= Enlist Weed Control System =

Agricultural system

The Enlist Weed Control System is an agricultural system that includes seeds for genetically modified crops that are resistant to Enlist (a broadleaf herbicide with two active agents, 2,4-Dichlorophenoxyacetic acid (2,4-D) and glyphosate) and the Enlist herbicide; spraying the herbicide will kill weeds but not the resulting crop. The system was developed by Dow AgroSciences, part of Dow Chemical Company. In October 2014 the system was registered for restricted use in Illinois, Indiana, Iowa, Ohio, South Dakota and Wisconsin by the US Environmental Protection Agency. In 2013, the system was approved by Canada for the same uses.

The Enlist approach was developed to replace the "Roundup-Ready" system that was introduced in 1996 by Monsanto and which has become less useful with the rise of glyphosate-resistant weeds.

==Enlist Duo==
Enlist Duo is an herbicide that contains the choline form of 2,4-Dichlorophenoxyacetic acid (2,4-D) and glyphosate plus an unknown number of unlisted ingredients. Dow added chemicals to the mixture in what it termed "Colex-D technology".

2,4-D is one of the most widely used herbicides in the world. 2,4-D is volatile and by EPA assessment is a hazardous air pollutant that is difficult to contain. According to Dow, the Colex-D formulation reduces drift and damage from evaporation. As of 2013 glyphosate was the world's largest-selling herbicide, with sales driven by glyphosate-resistant genetically modified crops.

■ DATA BLOCK ■
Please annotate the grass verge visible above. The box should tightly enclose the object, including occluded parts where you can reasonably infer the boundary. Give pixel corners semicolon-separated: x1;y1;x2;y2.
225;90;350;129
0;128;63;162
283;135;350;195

■ WORK REQUIRED ■
Reproduce the passage of the Enlist text between "The Enlist approach" and "of glyphosate-resistant weeds.", inclusive. The listing is independent material and has no connection to the Enlist text.

■ EXERCISE RESULT ■
The Enlist approach was developed to replace the "Roundup-Ready" system that was introduced in 1996 by Monsanto and which has become less useful with the rise of glyphosate-resistant weeds.